> _Extract provided_:
"""

Virtual Appliance Scaling
Transcription:BatchReal-TimeDeployments:Virtual ApplianceMulti Threaded Workers
Batch Mode
Transcription:BatchDeployments:Virtual ApplianceThe number of concurrent threads available to a job worker depends on the length of the file being transcribed. Workers can be assigned a single thread or multiple, depending on the setting of scaling_mode
in the API. scaling_mode
can take two values: simple
, meaning each transcription job runs in a single thread, or adaptive
, where the number of threads depends on the length of the audio.
Depending on the scaling mode and transcription features requested by the job, workers will reserve a specific amount of CPU and Memory resources. On job creation, if enough resources are available, Kubernetes will schedule the job, if not enough resources are available, jobs will be marked as pending until resources are freed.
curl -L -u admin:$PWD -X 'POST' \
"http://${APPLIANCE_HOST}/v2/management/host/scaling" \
-d '{"scaling_mode": "simple"}'
In adaptive mode, jobs run in parallel depending on their length, up to a maximum of 4 threads. For this reason, adaptive mode is only available if the node has at least 4 cores.
Length in Seconds | Threads |
---|---|
0 < s <= 300 | 1 |
300 < s <= 600 | 2 |
600 < s <= 900 | 3 |
900 < s <= max | 4 |
Since adaptive jobs use multiple threads, they also apply a greater load to the GPU Inference Server (if enabled).

"""

How would you translate this sentence from the virtual appliance scaling page above into Spanish: "In adaptive mode, jobs run in parallel depending on their length, up to a maximum of 4 threads."

> _Dataset entries_:

"""

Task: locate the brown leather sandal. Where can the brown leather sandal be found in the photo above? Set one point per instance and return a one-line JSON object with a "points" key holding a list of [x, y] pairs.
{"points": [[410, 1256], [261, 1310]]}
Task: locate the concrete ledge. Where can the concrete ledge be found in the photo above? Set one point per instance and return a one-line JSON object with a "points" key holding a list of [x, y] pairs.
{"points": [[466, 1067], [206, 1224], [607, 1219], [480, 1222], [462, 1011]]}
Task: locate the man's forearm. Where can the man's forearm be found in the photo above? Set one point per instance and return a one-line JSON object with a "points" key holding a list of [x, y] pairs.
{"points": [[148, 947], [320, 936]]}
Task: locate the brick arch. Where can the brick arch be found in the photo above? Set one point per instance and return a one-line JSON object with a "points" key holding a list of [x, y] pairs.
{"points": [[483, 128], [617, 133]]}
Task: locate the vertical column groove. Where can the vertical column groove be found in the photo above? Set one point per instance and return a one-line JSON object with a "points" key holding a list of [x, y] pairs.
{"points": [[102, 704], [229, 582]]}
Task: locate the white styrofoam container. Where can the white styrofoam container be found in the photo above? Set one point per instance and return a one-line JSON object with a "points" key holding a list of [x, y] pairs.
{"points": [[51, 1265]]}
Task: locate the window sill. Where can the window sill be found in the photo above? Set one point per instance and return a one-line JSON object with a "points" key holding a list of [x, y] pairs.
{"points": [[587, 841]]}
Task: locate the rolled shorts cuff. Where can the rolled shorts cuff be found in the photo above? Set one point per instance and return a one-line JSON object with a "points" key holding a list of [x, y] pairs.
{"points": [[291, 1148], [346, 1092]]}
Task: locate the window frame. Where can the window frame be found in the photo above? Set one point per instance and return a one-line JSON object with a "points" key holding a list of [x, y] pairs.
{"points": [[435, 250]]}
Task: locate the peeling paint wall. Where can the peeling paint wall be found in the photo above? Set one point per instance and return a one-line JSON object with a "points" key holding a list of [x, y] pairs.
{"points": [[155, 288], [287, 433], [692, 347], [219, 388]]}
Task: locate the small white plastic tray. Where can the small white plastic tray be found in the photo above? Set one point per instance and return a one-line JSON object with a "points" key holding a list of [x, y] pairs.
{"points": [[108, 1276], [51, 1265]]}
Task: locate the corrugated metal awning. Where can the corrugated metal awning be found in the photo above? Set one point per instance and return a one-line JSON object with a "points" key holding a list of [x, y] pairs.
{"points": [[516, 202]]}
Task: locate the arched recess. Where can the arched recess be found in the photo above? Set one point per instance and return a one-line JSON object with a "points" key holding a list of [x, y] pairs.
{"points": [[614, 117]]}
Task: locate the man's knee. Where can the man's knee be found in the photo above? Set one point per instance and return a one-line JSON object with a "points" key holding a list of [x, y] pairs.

"""

> _Worked answer_: En el modo adaptativo, los trabajos se ejecutan en paralelo según su duración, hasta un máximo de 4 hilos.